WHAT YOU WILL DO -
**a.** Based on the XMLRPC-153 comment, explain why section 14.11 says Content-Encoding is primarily used.
**b.** Return, without alteration, everything in the XMLRPC-153 comment from "poka edited comment" down to "the relevant definitions.".

___ QUOTED TEXT

You are viewing a plain text version of this content. The canonical link for it is here.
Posted to xmlrpc-auto@ws.apache.org by "Balázs Póka (JIRA)" <xm...@ws.apache.org> on 2008/10/24 19:15:46 UTC

[jira] Issue Comment Edited: (XMLRPC-153) content-length header incorrect when using gzip

    [ https://issues.apache.org/jira/browse/XMLRPC-153?page=com.atlassian.jira.plugin.system.issuetabpanels:comment-tabpanel&focusedCommentId=12642497#action_12642497 ] 

poka edited comment on XMLRPC-153 at 10/24/08 10:14 AM:
---------------------------------------------------------------

Reading http://www.w3.org/Protocols/rfc2616/rfc2616-sec14.html over and over again, I think I'm beginning to have an impression what all of this means.

First of all, a quick recap of the relevant definitions.

In section 14.11, it says: "The Content-Encoding entity-header field is used as a modifier to the media-type. When present, its value indicates what additional content codings have been applied to the entity-body, and thus what decoding mechanisms must be applied in order to obtain the media-type referenced by the Content-Type header field. Content-Encoding is primarily used to allow a document to be compressed without losing the identity of its underlying media type."
-> "Content codings are defined in section 3.5."

Section 3.5 states: "Content coding values indicate an encoding transformation that has been or can be applied to an entity. Content codings are primarily used to allow a document to be compressed or otherwise usefully transformed without losing the identity of its underlying media type and without loss of information. Frequently, the entity is stored in coded form, transmitted directly, and only decoded by the recipient."

Section 14.41: "The Transfer-Encoding general-header field indicates what (if any) type of transformation has been applied to the message body in order to safely transfer it between the sender and the recipient. This differs from the content-coding in that the transfer-coding is a property of the message, not of the entity."
-> "Transfer-codings are defined in section 3.6."

Section 3.6 states: " Transfer-coding values are used to indicate an encoding transformation that has been, can be, or may need to be applied to an entity-body in order to ensure "safe transport" through the network. This differs from a content coding in that the transfer-coding is a property of the message, not of the original entity."

______
___ MATERIAL

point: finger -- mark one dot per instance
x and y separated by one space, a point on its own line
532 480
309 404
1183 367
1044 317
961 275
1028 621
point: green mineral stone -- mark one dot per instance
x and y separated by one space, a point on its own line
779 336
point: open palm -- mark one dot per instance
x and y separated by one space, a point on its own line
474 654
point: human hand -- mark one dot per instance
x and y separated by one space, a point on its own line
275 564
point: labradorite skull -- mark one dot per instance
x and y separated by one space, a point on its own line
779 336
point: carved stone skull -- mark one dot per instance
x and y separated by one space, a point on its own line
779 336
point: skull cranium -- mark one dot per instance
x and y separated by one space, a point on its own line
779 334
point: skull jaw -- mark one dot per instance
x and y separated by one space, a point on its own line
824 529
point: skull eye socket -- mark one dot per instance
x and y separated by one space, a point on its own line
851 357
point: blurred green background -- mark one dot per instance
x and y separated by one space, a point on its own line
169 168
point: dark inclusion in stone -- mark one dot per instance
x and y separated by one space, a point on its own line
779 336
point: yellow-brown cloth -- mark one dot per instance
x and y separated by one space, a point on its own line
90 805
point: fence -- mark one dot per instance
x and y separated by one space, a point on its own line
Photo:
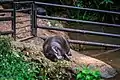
34 26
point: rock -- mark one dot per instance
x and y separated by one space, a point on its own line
78 59
106 70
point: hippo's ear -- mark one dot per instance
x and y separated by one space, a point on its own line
57 52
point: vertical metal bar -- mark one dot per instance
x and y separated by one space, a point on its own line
14 21
33 20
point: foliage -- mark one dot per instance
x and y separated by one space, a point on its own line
87 73
54 71
12 64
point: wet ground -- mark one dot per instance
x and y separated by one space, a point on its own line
111 57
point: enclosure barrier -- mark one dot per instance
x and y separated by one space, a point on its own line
82 21
34 26
12 18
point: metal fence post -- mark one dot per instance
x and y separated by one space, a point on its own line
33 20
14 21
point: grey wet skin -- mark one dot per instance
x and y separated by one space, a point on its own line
56 48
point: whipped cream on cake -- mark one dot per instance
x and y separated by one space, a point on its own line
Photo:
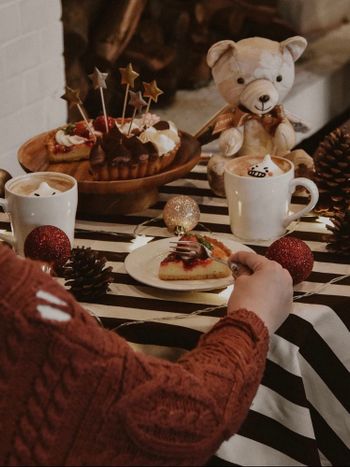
143 151
68 140
174 267
163 135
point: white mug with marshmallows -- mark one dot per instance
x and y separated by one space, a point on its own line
259 191
39 198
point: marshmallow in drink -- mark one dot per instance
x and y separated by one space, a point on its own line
266 168
44 189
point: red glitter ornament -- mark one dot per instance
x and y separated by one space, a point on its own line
294 255
49 244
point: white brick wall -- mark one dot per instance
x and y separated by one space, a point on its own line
31 74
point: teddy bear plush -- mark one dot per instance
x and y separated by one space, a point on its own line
254 75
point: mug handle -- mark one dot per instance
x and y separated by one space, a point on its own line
311 188
7 237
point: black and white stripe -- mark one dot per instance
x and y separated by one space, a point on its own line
300 415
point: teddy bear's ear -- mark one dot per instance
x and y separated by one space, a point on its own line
296 46
217 50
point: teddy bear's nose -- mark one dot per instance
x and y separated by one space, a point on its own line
264 98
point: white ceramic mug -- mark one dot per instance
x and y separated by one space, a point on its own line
259 208
39 198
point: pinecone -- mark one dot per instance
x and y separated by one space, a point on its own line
340 238
86 275
332 172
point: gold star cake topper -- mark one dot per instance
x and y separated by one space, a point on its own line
128 75
151 91
72 96
98 79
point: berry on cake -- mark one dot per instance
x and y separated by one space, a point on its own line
175 267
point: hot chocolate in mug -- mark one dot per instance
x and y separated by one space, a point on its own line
259 191
39 198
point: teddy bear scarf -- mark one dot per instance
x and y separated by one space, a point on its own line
238 117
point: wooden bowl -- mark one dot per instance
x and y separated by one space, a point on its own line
111 197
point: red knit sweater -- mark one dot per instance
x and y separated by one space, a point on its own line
73 393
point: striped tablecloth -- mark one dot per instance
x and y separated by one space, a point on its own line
300 415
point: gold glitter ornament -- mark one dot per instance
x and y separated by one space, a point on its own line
181 214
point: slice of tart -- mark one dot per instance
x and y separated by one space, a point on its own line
173 267
69 143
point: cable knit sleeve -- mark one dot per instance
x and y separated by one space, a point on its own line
186 410
77 394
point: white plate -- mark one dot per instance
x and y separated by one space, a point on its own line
143 264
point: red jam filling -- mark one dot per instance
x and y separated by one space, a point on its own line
187 264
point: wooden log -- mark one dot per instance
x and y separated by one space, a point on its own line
76 19
116 27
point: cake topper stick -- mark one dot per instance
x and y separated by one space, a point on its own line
73 98
128 78
99 82
137 102
151 91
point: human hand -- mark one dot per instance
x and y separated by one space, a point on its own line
267 290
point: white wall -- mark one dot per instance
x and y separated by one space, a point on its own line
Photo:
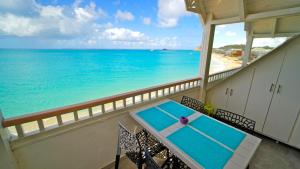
88 144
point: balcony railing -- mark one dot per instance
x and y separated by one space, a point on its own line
222 75
40 121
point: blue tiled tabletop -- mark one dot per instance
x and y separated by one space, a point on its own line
176 109
156 118
224 134
204 151
208 142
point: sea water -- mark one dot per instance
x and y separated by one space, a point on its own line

______

EXERCISE SOLUTIONS -
**a.** Content-Encoding is primarily used to allow a document to be compressed without losing the identity of its underlying media type. Its value indicates which content codings have been applied to the entity-body, and therefore which decoding mechanisms must be applied to obtain the media type referenced by the Content-Type header field.

**b.**
poka edited comment on XMLRPC-153 at 10/24/08 10:14 AM:
---------------------------------------------------------------

Reading http://www.w3.org/Protocols/rfc2616/rfc2616-sec14.html over and over again, I think I'm beginning to have an impression what all of this means.

First of all, a quick recap of the relevant definitions.